# TEXTE À LIRE:
Le texte initial présenté par le gouvernement s’inscrivait déjà la lignée d’une frénésie législative sur ce sujet, avec plus de 20 lois en près de 40 ans, et dans cette « loi des séries » que l’on peut ainsi résumer : à chaque nouveau gouvernement son projet de loi sur l’immigration, et à chaque nouveau projet de loi des restrictions de droits supplémentaires pour les personnes étrangères.
Car le texte initial, faussement présenté par le gouvernement comme « équilibré », reposait en réalité sur une philosophie marquée par l’idée qu’il faudrait à tout prix continuer à freiner les migrations des personnes exilées jugées indésirables, par un renforcement continu des mesures sécuritaires et répressives. Au mépris de la réalité de notre monde dans lequel les migrations vont continuer à occuper une place croissante. Au risque de nouveaux drames sur les routes de l’exil. À rebours d’une vision fondée sur la solidarité et l’hospitalité, qui ferait pourtant honneur à notre humanité commune.
Au lieu de cela, le texte était dès le début très centré sur les mesures d’expulsion du territoire, visant à criminaliser et à chasser celles qui, parmi les personnes étrangères, sont considérées comme indésirables par le gouvernement. La notion de menace à l’ordre public y est instrumentalisée pour faire tomber les maigres protections contre le prononcé d’une mesure d’expulsion.
Et lorsqu’elles ne sont pas expulsées, les personnes sont placées dans des situations de précarité administrative, avec l’ajout de conditions supplémentaires pour accéder à un titre de séjour plus stable ou pour le faire renouveler.
Sous couvert de simplification des règles du contentieux, les délais de recours sont raccourcis, les garanties procédurales amoindries. Et pour réduire la durée de la procédure d’asile, le fonctionnement de l’OFPRA et de la CNDA sont profondément modifiés, avec un risque d’affaiblissement de ces instances de protection.
Quelques mesures étaient présentées comme étant protectrices pour les personnes migrantes ou à même de favoriser leur intégration. Mais elles étaient, au mieux, insuffisantes pour répondre aux enjeux d’accueil des personnes migrantes – comme la régularisation limitée à des besoins de main d’œuvre – ou à la nécessaire protection des enfants – comme l’interdiction partielle de l’enfermement des enfants en centre de rétention. Quand elles n’étaient pas dangereuses et contre-productives, comme l’exigence d’un diplôme de français pour l’obtention d’un titre de séjour pluriannuel.

(Données d'expressions référentielles)
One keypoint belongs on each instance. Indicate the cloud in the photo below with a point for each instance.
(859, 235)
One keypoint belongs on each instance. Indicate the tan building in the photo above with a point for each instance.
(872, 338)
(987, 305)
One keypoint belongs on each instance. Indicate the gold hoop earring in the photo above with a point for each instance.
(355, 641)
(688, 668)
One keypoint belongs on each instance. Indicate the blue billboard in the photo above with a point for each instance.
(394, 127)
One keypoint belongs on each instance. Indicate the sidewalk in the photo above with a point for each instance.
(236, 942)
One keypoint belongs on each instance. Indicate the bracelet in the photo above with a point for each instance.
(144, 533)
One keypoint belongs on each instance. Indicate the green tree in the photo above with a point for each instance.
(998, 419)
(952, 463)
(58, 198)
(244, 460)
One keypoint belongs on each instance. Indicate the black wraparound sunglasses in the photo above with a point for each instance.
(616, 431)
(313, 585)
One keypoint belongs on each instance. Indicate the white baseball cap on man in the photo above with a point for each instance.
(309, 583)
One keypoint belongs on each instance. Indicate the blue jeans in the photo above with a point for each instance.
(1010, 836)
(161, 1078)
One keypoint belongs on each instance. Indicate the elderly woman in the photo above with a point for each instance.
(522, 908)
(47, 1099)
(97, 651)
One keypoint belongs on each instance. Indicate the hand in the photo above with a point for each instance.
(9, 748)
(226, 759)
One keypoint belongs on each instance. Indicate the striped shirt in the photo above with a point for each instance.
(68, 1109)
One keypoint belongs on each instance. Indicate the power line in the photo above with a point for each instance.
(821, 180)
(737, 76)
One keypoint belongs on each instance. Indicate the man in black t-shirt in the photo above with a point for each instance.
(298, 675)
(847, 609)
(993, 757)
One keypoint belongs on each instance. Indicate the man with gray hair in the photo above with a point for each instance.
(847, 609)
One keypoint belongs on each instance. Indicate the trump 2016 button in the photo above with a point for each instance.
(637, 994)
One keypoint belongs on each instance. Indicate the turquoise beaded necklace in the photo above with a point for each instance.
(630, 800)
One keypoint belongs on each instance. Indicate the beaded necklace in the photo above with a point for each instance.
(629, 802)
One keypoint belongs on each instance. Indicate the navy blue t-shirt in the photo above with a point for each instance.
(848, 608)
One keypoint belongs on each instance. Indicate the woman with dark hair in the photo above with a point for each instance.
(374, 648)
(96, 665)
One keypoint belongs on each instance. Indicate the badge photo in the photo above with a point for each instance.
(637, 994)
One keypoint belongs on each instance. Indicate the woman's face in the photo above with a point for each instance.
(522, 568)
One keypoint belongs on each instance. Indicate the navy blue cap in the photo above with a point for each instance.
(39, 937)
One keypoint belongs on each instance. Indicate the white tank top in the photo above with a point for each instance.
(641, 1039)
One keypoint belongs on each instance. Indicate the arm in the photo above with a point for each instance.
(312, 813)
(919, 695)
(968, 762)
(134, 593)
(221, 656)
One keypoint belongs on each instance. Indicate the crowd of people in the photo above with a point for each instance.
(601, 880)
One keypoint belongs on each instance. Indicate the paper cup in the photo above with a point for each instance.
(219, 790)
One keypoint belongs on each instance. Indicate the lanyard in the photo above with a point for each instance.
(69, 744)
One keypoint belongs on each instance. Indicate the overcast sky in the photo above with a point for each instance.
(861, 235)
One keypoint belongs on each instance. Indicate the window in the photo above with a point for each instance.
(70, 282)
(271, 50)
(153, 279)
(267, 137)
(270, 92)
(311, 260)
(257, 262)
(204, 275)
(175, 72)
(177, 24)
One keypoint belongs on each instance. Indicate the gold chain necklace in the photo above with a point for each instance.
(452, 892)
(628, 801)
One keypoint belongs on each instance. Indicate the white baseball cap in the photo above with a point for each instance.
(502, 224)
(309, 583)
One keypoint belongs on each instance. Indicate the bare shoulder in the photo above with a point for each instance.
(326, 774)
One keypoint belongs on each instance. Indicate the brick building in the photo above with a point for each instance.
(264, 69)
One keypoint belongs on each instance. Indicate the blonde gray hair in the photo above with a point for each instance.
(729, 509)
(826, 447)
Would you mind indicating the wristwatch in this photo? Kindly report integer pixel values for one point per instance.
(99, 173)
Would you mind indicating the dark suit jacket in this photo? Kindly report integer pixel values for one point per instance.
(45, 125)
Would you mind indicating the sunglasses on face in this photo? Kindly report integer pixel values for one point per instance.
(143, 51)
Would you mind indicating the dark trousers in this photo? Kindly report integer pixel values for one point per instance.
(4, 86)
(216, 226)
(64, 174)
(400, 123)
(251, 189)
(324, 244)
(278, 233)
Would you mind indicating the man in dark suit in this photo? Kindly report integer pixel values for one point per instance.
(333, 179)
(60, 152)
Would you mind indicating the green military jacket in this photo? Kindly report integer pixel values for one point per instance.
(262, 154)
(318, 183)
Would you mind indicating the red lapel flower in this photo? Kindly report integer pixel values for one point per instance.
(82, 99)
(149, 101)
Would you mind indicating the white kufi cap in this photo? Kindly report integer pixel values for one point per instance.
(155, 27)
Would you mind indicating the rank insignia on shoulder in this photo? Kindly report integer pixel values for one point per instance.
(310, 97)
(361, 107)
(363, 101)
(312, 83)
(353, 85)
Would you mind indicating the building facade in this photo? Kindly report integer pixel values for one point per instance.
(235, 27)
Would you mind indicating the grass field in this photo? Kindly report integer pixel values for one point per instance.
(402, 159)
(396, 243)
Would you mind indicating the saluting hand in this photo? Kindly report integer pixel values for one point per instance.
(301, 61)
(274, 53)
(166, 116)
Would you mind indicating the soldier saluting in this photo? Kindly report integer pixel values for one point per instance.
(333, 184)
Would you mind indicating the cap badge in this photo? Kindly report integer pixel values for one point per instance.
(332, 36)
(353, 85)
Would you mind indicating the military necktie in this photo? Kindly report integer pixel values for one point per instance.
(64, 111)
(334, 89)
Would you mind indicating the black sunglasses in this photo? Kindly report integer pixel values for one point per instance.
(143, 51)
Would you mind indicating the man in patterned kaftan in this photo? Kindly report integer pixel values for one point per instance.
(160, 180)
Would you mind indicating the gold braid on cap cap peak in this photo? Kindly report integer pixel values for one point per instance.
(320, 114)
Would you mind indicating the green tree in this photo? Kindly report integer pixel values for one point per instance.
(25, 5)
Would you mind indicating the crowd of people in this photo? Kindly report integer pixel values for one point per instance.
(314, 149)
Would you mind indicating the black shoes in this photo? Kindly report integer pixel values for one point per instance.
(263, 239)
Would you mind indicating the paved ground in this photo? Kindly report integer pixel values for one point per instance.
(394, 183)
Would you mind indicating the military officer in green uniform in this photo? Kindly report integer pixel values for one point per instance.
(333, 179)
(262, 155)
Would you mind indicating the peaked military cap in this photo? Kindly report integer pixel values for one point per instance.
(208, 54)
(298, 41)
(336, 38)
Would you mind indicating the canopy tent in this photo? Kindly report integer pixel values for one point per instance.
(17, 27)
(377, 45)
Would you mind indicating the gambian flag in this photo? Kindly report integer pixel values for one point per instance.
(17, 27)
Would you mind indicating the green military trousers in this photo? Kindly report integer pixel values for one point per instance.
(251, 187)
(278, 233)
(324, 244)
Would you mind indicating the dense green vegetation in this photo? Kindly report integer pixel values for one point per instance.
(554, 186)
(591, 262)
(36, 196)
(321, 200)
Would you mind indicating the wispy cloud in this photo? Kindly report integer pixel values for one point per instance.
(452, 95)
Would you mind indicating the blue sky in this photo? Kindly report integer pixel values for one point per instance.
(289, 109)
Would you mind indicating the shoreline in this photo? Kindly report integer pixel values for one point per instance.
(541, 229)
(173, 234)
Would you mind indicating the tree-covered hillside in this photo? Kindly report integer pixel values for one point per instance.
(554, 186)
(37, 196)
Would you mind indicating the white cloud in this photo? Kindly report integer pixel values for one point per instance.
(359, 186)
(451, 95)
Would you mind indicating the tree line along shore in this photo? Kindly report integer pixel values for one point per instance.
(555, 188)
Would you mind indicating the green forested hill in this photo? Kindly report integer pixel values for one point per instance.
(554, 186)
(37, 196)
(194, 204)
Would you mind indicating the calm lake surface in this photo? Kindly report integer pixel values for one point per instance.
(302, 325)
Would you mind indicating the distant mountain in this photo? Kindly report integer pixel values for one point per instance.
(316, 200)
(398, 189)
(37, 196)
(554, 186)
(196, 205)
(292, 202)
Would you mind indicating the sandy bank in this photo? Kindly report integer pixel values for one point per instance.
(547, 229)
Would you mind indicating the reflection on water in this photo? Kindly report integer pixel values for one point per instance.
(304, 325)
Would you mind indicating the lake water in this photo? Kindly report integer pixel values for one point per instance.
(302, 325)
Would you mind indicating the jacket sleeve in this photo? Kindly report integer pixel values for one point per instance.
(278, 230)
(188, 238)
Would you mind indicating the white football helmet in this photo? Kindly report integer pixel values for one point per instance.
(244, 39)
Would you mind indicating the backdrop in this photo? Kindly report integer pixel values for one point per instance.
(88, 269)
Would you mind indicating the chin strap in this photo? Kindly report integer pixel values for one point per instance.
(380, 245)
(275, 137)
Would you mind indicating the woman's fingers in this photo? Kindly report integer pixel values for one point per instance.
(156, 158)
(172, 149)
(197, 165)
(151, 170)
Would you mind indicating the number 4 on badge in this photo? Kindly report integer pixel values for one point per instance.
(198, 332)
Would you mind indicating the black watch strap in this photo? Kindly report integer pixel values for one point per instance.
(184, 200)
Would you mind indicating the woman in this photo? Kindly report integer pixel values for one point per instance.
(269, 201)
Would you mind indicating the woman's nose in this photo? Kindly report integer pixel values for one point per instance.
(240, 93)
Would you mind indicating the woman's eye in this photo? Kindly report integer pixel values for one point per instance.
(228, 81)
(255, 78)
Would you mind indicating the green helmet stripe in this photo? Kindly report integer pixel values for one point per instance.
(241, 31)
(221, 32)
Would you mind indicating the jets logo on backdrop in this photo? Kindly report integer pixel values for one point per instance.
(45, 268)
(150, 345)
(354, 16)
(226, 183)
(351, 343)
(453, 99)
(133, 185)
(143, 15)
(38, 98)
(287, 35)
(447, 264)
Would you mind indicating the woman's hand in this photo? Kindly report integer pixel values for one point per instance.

# ACTIONS DEMANDÉES:
#1 Réécrivez sous forme de courte liste le paragraphe du texte sur le projet de loi immigration qui commence par « Sous couvert de simplification », en conservant ses faits principaux.
#2 Rédigez la suite du texte sur le projet de loi immigration en partant de sa dernière phrase.

# RÉPONSES ATTENDUES:
#1
- Sous prétexte de simplifier les règles du contentieux, les délais de recours sont raccourcis et les garanties procédurales amoindries.
- Pour réduire la durée de la procédure d'asile, le fonctionnement de l'OFPRA et de la CNDA est profondément modifié, au risque d'affaiblir ces instances de protection.

#2
La vision des politiques migratoires sous-tendue par ces mesures a connu une inflexion encore accrue après le drame d’Arras, quand le projet de loi a été présenté comme la réponse politique à cet événement, avalisant un lien quasi exclusif et automatique entre immigration, délinquance et terrorisme. Accélération du calendrier, introduction des mesures répressives supplémentaires : c’est dans ce contexte que le projet de loi est arrivé dans la chambre Haute et que jour après jour, son examen a égrené son lot de mesures indignes, absurdes et dangereuses, portées par les parlementaires mais aussi par le gouvernement lui-même, venant durcir un texte déjà très inquiétant dès son origine :
- Suppression de l’Aide Médicale d’Etat ;
- Restriction du droit de vivre en famille via le regroupement familial, la réunification familiale ou les titres de séjour pour motifs familiaux ;
- Suppression des articles, pourtant très drastiques à la base, portant sur la régularisation dans les métiers en tension ou l’accès au travail des demandeurs d’asile ;
- Restriction des conditions d’accès à la nationalité française ;
- Renforcement de la double peine ;
- Rétablissement du délit de séjour irrégulier ;
- Mise à mal des protections contre les expulsions jusqu’à la suppression des protections contre les obligations de quitter le territoire français (OQTF), au détriment de tout discernement et de toute considération humaine ;
- Durcissement de la rétention administrative, notamment pour les demandeurs d’asile ou encore facilitation des expulsions sans que la légalité de l’interpellation et le respect des droits ne soient examinés par le juge des libertés et de la détention.
Mais au-delà de l’examen parlementaire, c’est également le débat médiatique l’entourant qui s’est montré dramatique, distillant, y compris sur des médias de service public, son lot d’émissions et de propos anti-migration stigmatisants, caricaturaux, voire carrément haineux.
Il y ainsi urgence à ce que lors du débat à l’Assemblée nationale, des voix s’élèvent pour rappeler qu’une autre politique migratoire est possible, fondée sur l’accueil et la solidarité, le respect des droits et de la dignité des personnes. C’est au nom de ces valeurs que La Cimade rejette fermement ce nouveau projet de loi répressif.